**Письменное задание A:** Перечислите всех людей, которых называет по имени или фамилии отрывок о Полонском и Тютчеве.
**Письменное задание B:** Перепишите из записей строки, начиная со строки, в которой есть "outline --target=small stone", и заканчивая строкой, в которой есть "Mark the region of every instance of the small".

**Отрывок со страницы:**
※
Валерий СУЗИ. Полонский и Тютчев: мастерство и гениальность
«Талант его представляет особенную, ему лишь одному свойственную, смесь простодушной грации, свободной образности языка, на котором еще лежит отблеск пушкинского изящества, и какой-то иногда неловкой, но всегда любезной честности и правдивости впечатлений. Временами, и как бы бессознательно для него самого, он изумляет прозорливостью поэтического взгляда...»
И. Тургенев о Полонском
(30 дек. 1869–8 янв. 1870 г., Письмо в ред. С.-Пб. Ведомостей)
Эта статья появилась хоть и по заказу — к юбилейной конференции, посвященной Полонскому, — но совершенно по внутреннему побуждению автора. Она представляет собой попытку ответить на волнующий многих вопрос о соотношении понятий гений и мастер (вспомним Моцарта и Сальери у Пушкина), а точнее, поставить его в интересующей нас проекции, которая кажется нам вполне продуктивной. Творчество Тютчева и Полонского, их судьба и дружба, показались благодатным материалом для достижения намеченной двойной цели. Таковы начальные импульсы и истоки заявленной здесь темы.
※
**Исходные данные:**
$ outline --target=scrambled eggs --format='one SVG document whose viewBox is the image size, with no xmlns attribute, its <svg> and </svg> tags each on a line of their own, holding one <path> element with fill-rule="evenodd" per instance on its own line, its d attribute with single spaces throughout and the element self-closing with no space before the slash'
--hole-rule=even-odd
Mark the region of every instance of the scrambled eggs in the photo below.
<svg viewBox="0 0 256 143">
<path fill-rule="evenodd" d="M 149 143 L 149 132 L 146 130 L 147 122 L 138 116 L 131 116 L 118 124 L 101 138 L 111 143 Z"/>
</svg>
※
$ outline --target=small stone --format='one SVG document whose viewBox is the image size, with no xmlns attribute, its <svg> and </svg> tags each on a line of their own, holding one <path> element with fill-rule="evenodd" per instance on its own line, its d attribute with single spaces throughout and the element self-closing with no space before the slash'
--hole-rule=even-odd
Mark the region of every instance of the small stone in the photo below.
※
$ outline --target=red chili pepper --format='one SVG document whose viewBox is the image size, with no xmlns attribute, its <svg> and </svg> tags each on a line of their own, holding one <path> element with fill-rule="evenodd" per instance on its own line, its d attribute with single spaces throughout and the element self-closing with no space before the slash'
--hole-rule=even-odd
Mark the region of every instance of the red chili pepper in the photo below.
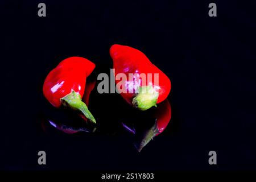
※
**Письменный ответ A:** Валерий Сузи, Полонский, Тютчев, Тургенев, Моцарт, Сальери, Пушкин

**Письменный ответ B:**
$ outline --target=small stone --format='one SVG document whose viewBox is the image size, with no xmlns attribute, its <svg> and </svg> tags each on a line of their own, holding one <path> element with fill-rule="evenodd" per instance on its own line, its d attribute with single spaces throughout and the element self-closing with no space before the slash'
--hole-rule=even-odd
Mark the region of every instance of the small stone in the photo below.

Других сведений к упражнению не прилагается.